▶ [PROBLEM REQUIREMENTS]: Among the entries below, find every line that contains the string "blue", then copy it.

▶ [DATA TO PROCESS]:
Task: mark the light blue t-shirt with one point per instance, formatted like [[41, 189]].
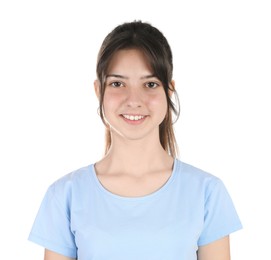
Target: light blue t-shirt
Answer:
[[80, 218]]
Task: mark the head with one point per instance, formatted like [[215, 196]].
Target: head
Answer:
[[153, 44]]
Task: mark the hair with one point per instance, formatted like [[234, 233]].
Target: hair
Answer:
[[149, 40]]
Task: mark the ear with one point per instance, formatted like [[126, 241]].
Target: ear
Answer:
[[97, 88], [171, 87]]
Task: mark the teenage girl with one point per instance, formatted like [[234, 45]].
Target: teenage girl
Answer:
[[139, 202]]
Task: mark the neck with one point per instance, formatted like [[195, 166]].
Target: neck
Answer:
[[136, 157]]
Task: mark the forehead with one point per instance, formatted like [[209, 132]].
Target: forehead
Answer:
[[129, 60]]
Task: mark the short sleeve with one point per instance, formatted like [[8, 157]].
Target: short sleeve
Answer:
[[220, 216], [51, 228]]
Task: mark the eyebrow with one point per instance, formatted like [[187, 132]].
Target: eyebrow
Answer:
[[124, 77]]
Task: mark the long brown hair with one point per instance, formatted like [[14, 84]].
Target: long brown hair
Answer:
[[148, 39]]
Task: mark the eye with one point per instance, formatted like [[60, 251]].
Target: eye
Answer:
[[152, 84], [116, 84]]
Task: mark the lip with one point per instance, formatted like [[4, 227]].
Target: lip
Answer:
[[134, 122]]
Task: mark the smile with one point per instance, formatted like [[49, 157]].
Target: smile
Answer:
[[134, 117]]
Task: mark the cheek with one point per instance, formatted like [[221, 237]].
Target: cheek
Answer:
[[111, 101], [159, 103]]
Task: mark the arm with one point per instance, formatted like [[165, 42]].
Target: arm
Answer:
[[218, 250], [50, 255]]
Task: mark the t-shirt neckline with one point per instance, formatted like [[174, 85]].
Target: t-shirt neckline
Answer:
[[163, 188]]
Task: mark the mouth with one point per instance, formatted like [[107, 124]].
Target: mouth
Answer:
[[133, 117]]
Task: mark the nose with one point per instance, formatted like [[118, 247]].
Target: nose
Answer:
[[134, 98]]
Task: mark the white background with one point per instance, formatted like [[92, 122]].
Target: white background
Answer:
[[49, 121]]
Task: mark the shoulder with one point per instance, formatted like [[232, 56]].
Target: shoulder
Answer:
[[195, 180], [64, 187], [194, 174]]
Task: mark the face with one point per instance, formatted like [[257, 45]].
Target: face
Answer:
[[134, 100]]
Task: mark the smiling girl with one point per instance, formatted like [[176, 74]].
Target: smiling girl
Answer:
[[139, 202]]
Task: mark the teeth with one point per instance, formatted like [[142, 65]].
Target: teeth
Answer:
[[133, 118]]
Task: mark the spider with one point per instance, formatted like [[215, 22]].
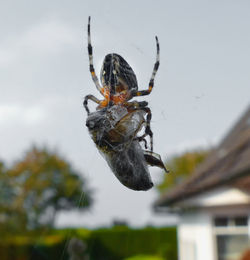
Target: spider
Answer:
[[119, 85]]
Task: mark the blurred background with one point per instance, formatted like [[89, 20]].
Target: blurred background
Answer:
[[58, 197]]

==

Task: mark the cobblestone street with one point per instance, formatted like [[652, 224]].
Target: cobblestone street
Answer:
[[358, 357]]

▶ [RESULT OF THE TASK]:
Task: mark the light blue t-shirt with one point per instance, formatted like [[41, 189]].
Target: light blue t-shirt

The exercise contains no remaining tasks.